Complete the following =
[A] In the court excerpt on support and wrongful death, how much spousal support per month did the May 21, 2002 order set?
[B] Print the stretch of the court excerpt on support and wrongful death from "[30] However, immediately" through "plus prejudgment interest.".
[C] Carry on writing the court excerpt on support and wrongful death after its last sentence.

Given passage =

Claim under S. 34(4) of the Family Law Act, R.S.O. 1990
[27] Counsel for the applicant claims that the order of May 21, 2002 for spousal support was binding on the Estate.
[28] At the time of his death on March 18, 2006, Andrew Osidacz was still subject to a spousal and child support order rendered by Mr. Justice Cavarzan on May 21, 2002. This support was otherwise needed by Julie Craven for her support and that of her son Jared.
[29] In accordance with the said order at paragraph 2, the sum of $500.00 per month was payable for child support and in accordance with paragraph 3, the sum of $670.00 (net) per month was payable for spousal support.
[30] However, immediately after Jared and Andrew’s death, the Estate stopped paying spousal support. The parties have agreed that the arrears under the former support order of May 21, 2002 totals $22,110.00 plus prejudgment interest.
Damages for Wrongful Death
[31] Damages for the wrongful death of Jared are at the core of this litigation but are certainly not the only head of damages sought. A claim for wrongful death is by its nature a claim under Part V of the Family Law Act for “loss of guidance, care and companionship”.

Data to examine =

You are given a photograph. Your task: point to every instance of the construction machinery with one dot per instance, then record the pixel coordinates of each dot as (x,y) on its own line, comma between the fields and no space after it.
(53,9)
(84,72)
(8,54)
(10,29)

Answer set =
[A] $670.00 (net) per month.

[B]
[30] However, immediately after Jared and Andrew’s death, the Estate stopped paying spousal support. The parties have agreed that the arrears under the former support order of May 21, 2002 totals $22,110.00 plus prejudgment interest.

[C]
[32] That Jared Osidacz and his mother Julie shared a close personal bond was not disputed at the trial in any way. Julie Craven, John Craven, Louise Huzul, and Eva Palanio clearly testified to this, as well as the horrible suffering to Julie as a result of the loss of this relationship.
[33] Happy and playful photographs of Jared, both individually and with his mother, Julie Craven, were filed in the exhibit book filed. It is obvious from these photographs, the various cards and artwork in the exhibit book, that the death of Jared at the hands of his father as opposed to dying in a car accident would cause enormous suffering for the plaintiff and her wellbeing – a fact demonstrated by the evidence at trial.
[34] As stated above, liability of Andrew Osidacz for the murder of Jared has been established.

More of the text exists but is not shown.